- **EXTRACTED ENTRIES**
◆ ◆ ◆ ◆ ◆

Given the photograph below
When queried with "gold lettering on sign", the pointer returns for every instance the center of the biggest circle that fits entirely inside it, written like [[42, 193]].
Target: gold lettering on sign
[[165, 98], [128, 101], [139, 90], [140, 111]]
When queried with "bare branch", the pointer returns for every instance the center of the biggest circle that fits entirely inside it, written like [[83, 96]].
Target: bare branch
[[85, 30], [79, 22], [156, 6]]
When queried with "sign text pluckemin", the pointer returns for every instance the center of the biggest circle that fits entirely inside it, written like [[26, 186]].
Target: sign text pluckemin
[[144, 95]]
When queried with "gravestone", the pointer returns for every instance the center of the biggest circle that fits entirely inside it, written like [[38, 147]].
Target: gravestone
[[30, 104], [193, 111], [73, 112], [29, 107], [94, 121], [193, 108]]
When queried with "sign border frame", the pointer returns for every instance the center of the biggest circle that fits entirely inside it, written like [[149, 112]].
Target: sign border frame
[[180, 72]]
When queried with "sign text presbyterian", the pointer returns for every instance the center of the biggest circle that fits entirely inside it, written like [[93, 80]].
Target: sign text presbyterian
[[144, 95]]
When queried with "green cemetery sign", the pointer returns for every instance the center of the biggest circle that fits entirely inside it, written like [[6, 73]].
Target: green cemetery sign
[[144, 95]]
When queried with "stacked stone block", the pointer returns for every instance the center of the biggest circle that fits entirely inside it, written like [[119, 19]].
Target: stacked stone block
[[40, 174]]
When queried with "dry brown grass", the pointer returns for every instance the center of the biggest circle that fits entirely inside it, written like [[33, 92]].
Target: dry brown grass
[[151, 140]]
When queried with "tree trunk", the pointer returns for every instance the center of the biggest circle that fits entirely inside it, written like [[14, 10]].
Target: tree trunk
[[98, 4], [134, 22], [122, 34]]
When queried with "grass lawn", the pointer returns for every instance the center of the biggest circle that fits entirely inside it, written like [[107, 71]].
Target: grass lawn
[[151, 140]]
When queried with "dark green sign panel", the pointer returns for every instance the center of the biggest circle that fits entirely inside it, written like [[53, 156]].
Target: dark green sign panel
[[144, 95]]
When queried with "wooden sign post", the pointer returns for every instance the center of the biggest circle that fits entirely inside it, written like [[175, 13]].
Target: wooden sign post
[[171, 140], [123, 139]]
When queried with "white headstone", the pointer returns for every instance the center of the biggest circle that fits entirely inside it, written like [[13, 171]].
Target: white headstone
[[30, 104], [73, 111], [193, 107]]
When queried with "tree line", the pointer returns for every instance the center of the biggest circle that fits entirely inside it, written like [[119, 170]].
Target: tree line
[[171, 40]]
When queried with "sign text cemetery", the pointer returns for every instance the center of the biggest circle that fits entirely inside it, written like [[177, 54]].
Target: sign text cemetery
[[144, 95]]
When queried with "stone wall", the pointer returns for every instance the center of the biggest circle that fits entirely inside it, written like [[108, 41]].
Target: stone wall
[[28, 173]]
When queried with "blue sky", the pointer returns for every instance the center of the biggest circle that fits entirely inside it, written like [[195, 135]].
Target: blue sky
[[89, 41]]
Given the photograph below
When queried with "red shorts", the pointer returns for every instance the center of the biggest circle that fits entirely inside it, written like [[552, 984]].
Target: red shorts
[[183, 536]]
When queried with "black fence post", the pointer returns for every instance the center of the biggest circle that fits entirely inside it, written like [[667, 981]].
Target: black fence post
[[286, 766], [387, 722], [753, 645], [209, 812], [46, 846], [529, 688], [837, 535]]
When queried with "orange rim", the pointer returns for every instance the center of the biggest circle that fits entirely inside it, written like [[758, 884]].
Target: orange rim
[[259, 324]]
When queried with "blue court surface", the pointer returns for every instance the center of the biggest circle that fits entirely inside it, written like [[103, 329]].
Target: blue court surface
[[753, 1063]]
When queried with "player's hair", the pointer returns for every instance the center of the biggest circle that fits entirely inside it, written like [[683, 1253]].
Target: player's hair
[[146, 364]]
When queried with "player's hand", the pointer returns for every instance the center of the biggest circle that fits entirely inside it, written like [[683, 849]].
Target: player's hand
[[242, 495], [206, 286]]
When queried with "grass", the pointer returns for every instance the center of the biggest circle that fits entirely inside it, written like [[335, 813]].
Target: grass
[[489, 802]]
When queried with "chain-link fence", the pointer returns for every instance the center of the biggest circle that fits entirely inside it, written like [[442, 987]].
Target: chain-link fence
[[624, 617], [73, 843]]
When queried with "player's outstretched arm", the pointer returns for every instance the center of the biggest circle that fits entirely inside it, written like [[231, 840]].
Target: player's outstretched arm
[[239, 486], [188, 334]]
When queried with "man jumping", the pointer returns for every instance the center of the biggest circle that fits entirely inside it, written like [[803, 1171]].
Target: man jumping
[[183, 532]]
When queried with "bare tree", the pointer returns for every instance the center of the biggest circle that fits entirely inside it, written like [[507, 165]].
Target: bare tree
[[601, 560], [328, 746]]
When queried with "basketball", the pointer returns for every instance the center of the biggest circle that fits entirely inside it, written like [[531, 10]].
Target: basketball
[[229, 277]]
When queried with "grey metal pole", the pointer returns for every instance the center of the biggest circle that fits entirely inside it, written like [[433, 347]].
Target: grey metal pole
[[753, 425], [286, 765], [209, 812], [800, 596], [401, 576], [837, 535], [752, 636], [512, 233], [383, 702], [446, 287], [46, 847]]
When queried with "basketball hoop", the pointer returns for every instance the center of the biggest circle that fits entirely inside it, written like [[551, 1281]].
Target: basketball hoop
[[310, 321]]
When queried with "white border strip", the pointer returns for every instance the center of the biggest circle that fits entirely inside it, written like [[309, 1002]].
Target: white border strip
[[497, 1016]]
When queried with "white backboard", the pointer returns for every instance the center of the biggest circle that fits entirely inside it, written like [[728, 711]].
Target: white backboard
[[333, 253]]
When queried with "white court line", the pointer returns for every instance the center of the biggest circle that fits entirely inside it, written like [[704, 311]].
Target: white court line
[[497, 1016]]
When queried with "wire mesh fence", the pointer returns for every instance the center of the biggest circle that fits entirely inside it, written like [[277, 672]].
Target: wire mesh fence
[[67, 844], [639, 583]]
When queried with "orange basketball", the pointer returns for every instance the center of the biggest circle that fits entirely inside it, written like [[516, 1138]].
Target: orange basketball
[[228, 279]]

◆ ◆ ◆ ◆ ◆

- **TASK TO COMPLETE**
Render the lines from the start of the entries through the line containing "[[165, 98], [128, 101], [139, 90], [140, 111]]" as a JSON list of strings, one string per line, leaving out any blank lines.

- **SOLUTION**
[
  "Given the photograph below",
  "When queried with \"gold lettering on sign\", the pointer returns for every instance the center of the biggest circle that fits entirely inside it, written like [[42, 193]].",
  "Target: gold lettering on sign",
  "[[165, 98], [128, 101], [139, 90], [140, 111]]"
]